## YOUR TASK
Every record below is to be copied exactly, with its images omitted.
§
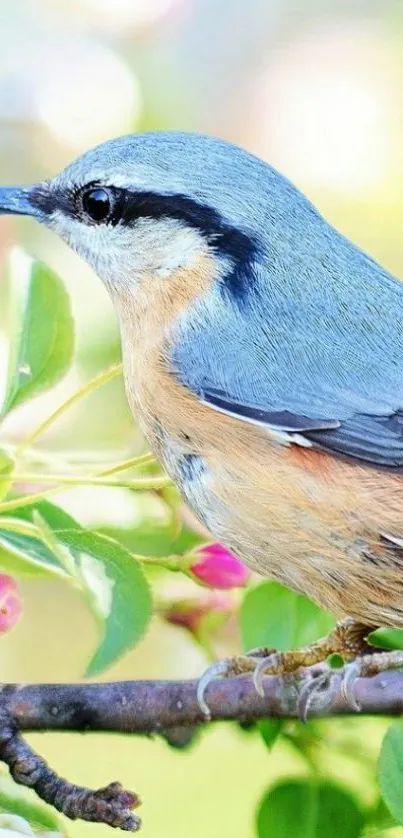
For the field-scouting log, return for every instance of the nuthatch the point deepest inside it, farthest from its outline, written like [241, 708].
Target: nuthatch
[263, 358]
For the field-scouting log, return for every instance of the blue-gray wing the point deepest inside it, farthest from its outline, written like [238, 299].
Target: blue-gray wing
[324, 361]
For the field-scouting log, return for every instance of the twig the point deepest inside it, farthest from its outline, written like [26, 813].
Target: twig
[111, 805]
[151, 707]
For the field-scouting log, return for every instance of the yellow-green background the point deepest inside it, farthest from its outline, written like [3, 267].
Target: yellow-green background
[314, 88]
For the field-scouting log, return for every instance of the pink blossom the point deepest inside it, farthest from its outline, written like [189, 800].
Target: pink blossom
[190, 613]
[10, 603]
[217, 567]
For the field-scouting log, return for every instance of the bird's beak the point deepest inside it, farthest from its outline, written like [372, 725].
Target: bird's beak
[17, 200]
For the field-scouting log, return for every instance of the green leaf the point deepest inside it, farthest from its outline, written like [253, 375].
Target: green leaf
[22, 803]
[308, 809]
[390, 770]
[273, 616]
[54, 515]
[118, 593]
[44, 345]
[6, 470]
[23, 555]
[269, 730]
[387, 638]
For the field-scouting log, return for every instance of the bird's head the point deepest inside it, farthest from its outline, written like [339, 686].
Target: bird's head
[142, 207]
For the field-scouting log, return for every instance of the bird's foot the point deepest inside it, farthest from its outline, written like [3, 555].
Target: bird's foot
[347, 639]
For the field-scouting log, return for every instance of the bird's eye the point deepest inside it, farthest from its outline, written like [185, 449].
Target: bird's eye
[97, 204]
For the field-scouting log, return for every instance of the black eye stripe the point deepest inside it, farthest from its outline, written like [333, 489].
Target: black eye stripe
[129, 206]
[97, 204]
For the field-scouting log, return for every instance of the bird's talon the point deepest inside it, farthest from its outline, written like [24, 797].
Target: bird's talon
[309, 692]
[217, 670]
[259, 673]
[351, 672]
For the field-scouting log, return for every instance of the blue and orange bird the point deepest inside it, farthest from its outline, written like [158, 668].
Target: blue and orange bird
[263, 359]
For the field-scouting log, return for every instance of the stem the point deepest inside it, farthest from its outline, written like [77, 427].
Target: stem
[133, 462]
[141, 483]
[93, 384]
[28, 500]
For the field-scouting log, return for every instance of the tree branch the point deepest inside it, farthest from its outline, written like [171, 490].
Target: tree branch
[166, 708]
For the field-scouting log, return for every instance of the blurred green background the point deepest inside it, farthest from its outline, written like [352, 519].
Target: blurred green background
[315, 89]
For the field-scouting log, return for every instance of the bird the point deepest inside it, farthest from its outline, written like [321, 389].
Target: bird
[263, 360]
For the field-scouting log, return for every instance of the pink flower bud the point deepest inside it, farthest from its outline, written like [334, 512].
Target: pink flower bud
[10, 603]
[217, 567]
[190, 613]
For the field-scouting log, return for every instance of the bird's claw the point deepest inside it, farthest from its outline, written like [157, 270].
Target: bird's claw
[221, 669]
[315, 691]
[351, 672]
[261, 669]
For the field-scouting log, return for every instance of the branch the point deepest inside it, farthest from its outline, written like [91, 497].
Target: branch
[145, 707]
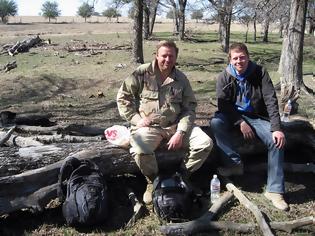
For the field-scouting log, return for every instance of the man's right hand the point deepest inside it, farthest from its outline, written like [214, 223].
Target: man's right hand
[247, 131]
[144, 122]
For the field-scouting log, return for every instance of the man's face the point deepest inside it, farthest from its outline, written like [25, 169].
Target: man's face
[166, 58]
[239, 60]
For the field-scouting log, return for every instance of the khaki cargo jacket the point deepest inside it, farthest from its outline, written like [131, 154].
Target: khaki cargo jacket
[143, 95]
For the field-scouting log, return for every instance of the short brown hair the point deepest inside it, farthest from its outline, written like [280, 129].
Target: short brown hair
§
## ANSWER TO THE EXERCISE
For the field-scouting log, return for every instance of the nuthatch the point deepest inside it, farthest from its outline, written like [241, 708].
Target: nuthatch
[263, 358]
For the field-scouting log, return for every instance of the blue-gray wing the point deepest inside it, farthest from its outline, written like [238, 299].
Target: blue-gray wing
[324, 361]
For the field-scouting log, return for every instance of the twig the point deepest inside it, farthest from its outline, written like [26, 813].
Target: twig
[111, 805]
[151, 707]
For the field-scouting log, return for every instance of the yellow-green background the point deepest inside it, farthest from its outline, written like [3, 267].
Target: yellow-green background
[314, 88]
For the field-scouting log, return for every instance of the pink blossom the point deepest inside it, farthest from its outline, written like [189, 800].
Target: pink blossom
[190, 613]
[10, 603]
[217, 567]
For the field-scouting log, return for every instance of the bird's beak the point deepest inside it, farthest from its outline, written like [372, 725].
Target: bird's beak
[17, 200]
For the field-scouting log, return for every instance of the green leaf the point deepest inside it, farthest from its outline, written like [253, 375].
Target: green leaf
[22, 803]
[308, 809]
[390, 770]
[273, 616]
[54, 515]
[118, 593]
[44, 345]
[6, 470]
[23, 555]
[269, 730]
[387, 638]
For the field-scouting log, return for every instance of the bird's head the point deepest inside it, farthest from its outline, written like [339, 686].
Target: bird's head
[142, 207]
For the field-scouting log, return for every instance of the bird's foot the point deepest inside it, farthest from its outline, written like [3, 555].
Target: bird's foot
[347, 639]
For the field-scouting log, return for every instance of the bird's eye the point deepest inside it, farthest from its outline, written like [185, 449].
Target: bird's eye
[97, 204]
For the field-scouting log, return for every instance of the black eye stripe the point deepest inside it, farthest from its outline, written like [333, 489].
Target: black eye stripe
[129, 206]
[97, 204]
For the field-scouting log, return for every instance of the bird's talon the point deepest inside it, farthest from its outline, written like [24, 797].
Target: bird's talon
[309, 692]
[217, 670]
[259, 673]
[351, 672]
For the field-scouting log, return for every instance of the blue and orange bird the point deepest inside it, farthest from its outline, written like [158, 668].
Target: blue and orange bird
[263, 359]
For the field-scouting log, return for every instance of the stem the point deepest inside it, farthest from its outline, written like [77, 427].
Target: stem
[133, 462]
[141, 483]
[93, 384]
[28, 500]
For the field-scouting log, return for every instance of the tree branch the point deepest inside it, farthest from its outline, written like [171, 490].
Target: tree branch
[166, 708]
For the field-scouting log, return for every instance of the blurred green background the point deepest inside it, farthest from its outline, written like [352, 519].
Target: blurred green background
[315, 89]
For the field-scouting log, return for every instance of the bird the point deepest inside it, farthest from its outline, written like [321, 389].
Target: bird
[263, 360]
For the field-scouting log, return for every instance of the pink flower bud the point deepest inside it, farthest from its outline, written like [334, 512].
Target: pink flower bud
[10, 603]
[217, 567]
[190, 613]
For the field-scouting log, return for every instance of the bird's claw the point deepest inside it, farthest from its outline, written like [157, 270].
Target: bird's claw
[221, 669]
[315, 691]
[351, 672]
[261, 669]
For the field-scouting log, return for every instance of the branch the point deepest inside it, farthest from its outline, written like [91, 497].
Target: branch
[145, 707]
For the field-scouting log, return for every instance of the man's right hand the point deepest inside it, farthest from its outline, written like [214, 223].
Target: man's right hand
[247, 131]
[144, 122]
For the field-scouting log, return for every instance of the man's face the point deepest inside it, farthest from its outline, written like [25, 169].
Target: man's face
[166, 58]
[239, 60]
For the field-scouting log, return for every instance of the khaki cargo jacket the point deepest inside it, farthest from its outline, written like [131, 154].
Target: khaki cargo jacket
[143, 95]
For the field-scouting log, return for every instance of the short brown hair the point deepest inside it, farthest from its outline, written like [280, 129].
Target: short brown hair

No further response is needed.